**Task goal**
Report, as a bare number, how many lines of the entries below contain "blue".
---*---
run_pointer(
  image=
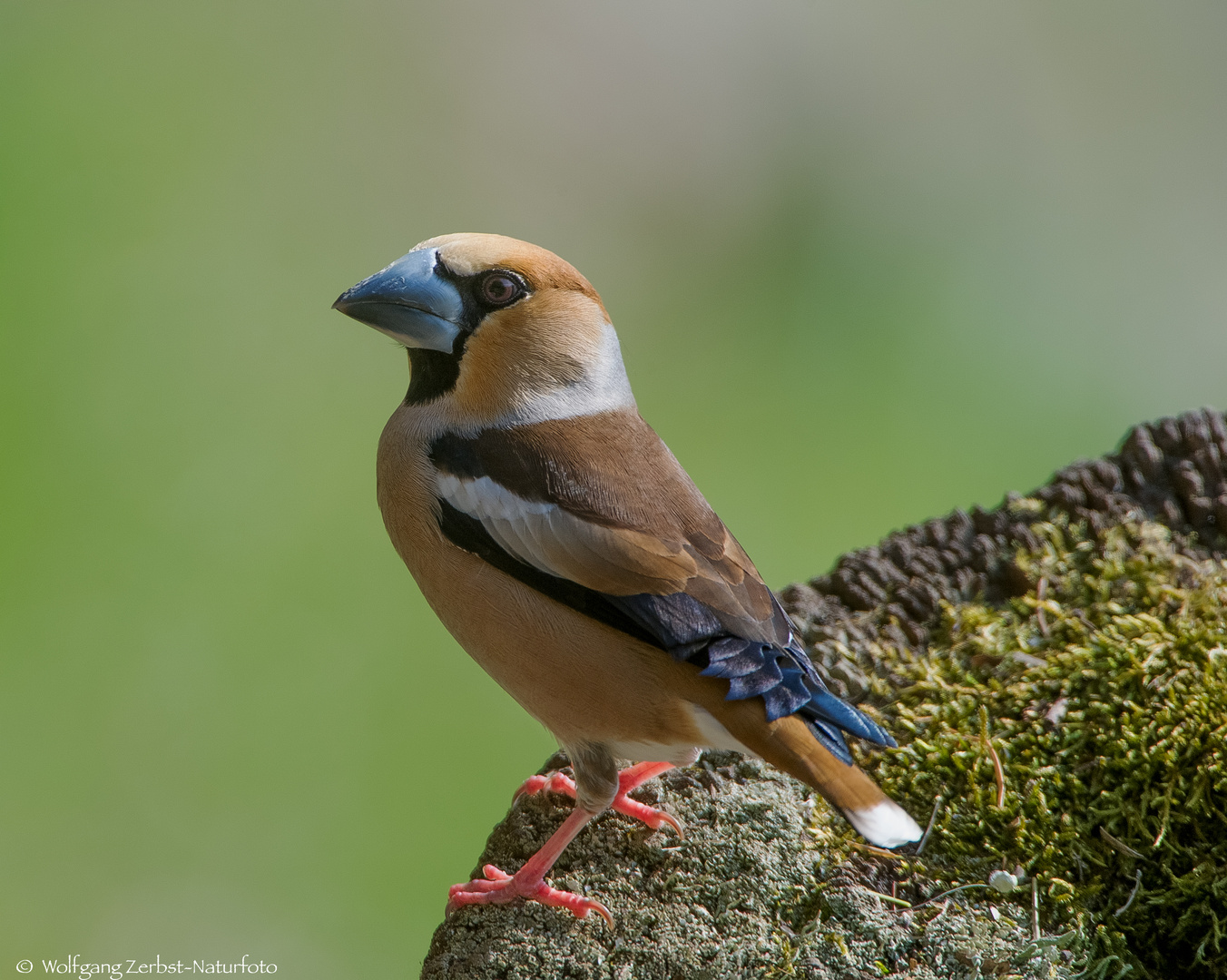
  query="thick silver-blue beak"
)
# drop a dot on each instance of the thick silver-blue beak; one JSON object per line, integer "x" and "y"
---*---
**Output for this exercise**
2